## What is expected
Return every entry exactly.

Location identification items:
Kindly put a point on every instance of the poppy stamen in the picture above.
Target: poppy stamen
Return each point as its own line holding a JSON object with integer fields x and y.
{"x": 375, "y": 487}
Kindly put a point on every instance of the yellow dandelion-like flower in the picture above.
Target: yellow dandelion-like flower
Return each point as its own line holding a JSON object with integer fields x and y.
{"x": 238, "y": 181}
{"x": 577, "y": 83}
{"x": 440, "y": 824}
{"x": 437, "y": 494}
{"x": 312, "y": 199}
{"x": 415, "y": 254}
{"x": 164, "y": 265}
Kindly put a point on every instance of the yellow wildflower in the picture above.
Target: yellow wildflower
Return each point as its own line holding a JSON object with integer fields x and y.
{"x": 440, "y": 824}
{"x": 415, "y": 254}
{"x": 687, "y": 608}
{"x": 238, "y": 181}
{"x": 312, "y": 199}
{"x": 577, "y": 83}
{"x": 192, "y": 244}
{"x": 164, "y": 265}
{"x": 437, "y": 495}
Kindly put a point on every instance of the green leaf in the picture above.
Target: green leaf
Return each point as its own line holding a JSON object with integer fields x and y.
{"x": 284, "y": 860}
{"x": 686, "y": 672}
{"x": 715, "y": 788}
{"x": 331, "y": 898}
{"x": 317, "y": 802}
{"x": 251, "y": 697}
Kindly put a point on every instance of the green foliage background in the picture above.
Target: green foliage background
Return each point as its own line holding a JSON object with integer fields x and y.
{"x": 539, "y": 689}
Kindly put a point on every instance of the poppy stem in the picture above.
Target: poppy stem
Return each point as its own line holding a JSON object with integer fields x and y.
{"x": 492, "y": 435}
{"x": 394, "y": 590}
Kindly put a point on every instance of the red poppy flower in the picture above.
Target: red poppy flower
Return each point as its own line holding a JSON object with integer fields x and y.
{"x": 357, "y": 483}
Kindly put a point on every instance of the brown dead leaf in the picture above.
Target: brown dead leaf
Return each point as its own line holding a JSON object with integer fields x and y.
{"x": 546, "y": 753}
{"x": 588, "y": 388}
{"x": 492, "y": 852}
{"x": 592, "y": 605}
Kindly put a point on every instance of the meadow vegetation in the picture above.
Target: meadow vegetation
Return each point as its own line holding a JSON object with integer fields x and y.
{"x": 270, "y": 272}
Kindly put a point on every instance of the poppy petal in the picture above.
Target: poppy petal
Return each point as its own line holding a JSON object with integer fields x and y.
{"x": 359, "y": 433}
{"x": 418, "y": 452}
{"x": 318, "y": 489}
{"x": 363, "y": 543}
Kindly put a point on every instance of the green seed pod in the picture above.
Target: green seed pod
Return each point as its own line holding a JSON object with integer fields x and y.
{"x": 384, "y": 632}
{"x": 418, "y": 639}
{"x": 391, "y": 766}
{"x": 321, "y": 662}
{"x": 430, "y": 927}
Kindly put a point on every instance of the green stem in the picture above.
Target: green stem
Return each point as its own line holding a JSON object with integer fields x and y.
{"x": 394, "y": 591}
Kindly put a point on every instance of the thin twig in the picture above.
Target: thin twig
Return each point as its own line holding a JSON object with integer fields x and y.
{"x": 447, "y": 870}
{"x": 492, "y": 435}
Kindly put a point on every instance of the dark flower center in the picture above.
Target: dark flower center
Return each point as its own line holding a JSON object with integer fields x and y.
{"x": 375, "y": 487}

## Answer
Kindly put a point on every instance of the poppy stamen in the picture above.
Target: poppy stamen
Return each point as its own line holding a JSON object with integer fields x and y.
{"x": 375, "y": 487}
Kindly put a point on every instance of the yellow dandelion-like flower in the picture above.
Target: yellow dandelion-like flower
Return each point as its own line holding a JSON object with integer fields x and y.
{"x": 238, "y": 181}
{"x": 577, "y": 83}
{"x": 440, "y": 824}
{"x": 437, "y": 494}
{"x": 312, "y": 199}
{"x": 415, "y": 254}
{"x": 164, "y": 265}
Kindly put a point on every instance of the yellow wildflower in the picture above.
Target: yellow wildflower
Return each point as its own line holding a JSON object with integer fields x and y.
{"x": 440, "y": 824}
{"x": 415, "y": 254}
{"x": 687, "y": 608}
{"x": 238, "y": 181}
{"x": 312, "y": 199}
{"x": 577, "y": 83}
{"x": 192, "y": 244}
{"x": 164, "y": 265}
{"x": 437, "y": 495}
Kindly put a point on every instance of the green leaf in the picture above.
Target: green leaf
Return each point as its own line holding a JSON object with integer fields x and y.
{"x": 284, "y": 860}
{"x": 686, "y": 672}
{"x": 715, "y": 788}
{"x": 331, "y": 898}
{"x": 317, "y": 802}
{"x": 251, "y": 697}
Kindly put a point on every instance of the green foliage background in the picture above.
Target: green foliage background
Return each point as its own line holding a JSON object with integer fields x and y.
{"x": 539, "y": 689}
Kindly put a point on every instance of the poppy stem in the picture above.
Target: poppy stem
Return each point as its own line holding a JSON object with integer fields x and y.
{"x": 492, "y": 435}
{"x": 394, "y": 590}
Kindly put a point on every instance of the red poppy flower in the picture above.
Target: red poppy flower
Return each point as its own line holding a JSON object with integer fields x and y.
{"x": 357, "y": 483}
Kindly put a point on every instance of the brown dead leaf in the picture above.
Target: brown dead leaf
Return each point as its own line holding a JSON object with integer fields x and y.
{"x": 546, "y": 753}
{"x": 588, "y": 388}
{"x": 492, "y": 852}
{"x": 592, "y": 605}
Kindly put a point on every instance of the meadow vegetation in the picture above.
Target: meadow vegetation
Return each point as its own line holding a JSON object with integer fields x and y.
{"x": 270, "y": 272}
Kindly put a point on every instance of the poppy petal in the picture above.
Target: poppy petal
Return each point as its own line holding a JSON object with integer fields x and y.
{"x": 359, "y": 433}
{"x": 418, "y": 452}
{"x": 318, "y": 489}
{"x": 363, "y": 543}
Kindly put a point on every instance of the green seed pod in the picture above.
Target: green seed pod
Return each point as its own line holding a JSON object with integer fields x and y.
{"x": 384, "y": 632}
{"x": 418, "y": 639}
{"x": 391, "y": 766}
{"x": 321, "y": 662}
{"x": 430, "y": 927}
Kindly put a point on every instance of the green stem in the picture above.
Target: green stem
Return each point as its own line holding a JSON object with integer fields x and y.
{"x": 394, "y": 591}
Kindly put a point on every instance of the thin twig in the picture above.
Target: thin twig
Return each point as its own line holding a JSON object with integer fields x and y.
{"x": 447, "y": 870}
{"x": 492, "y": 435}
Kindly put a point on every instance of the dark flower center in the picture above.
Target: dark flower center
Return each point as its own line holding a JSON object with integer fields x and y.
{"x": 375, "y": 487}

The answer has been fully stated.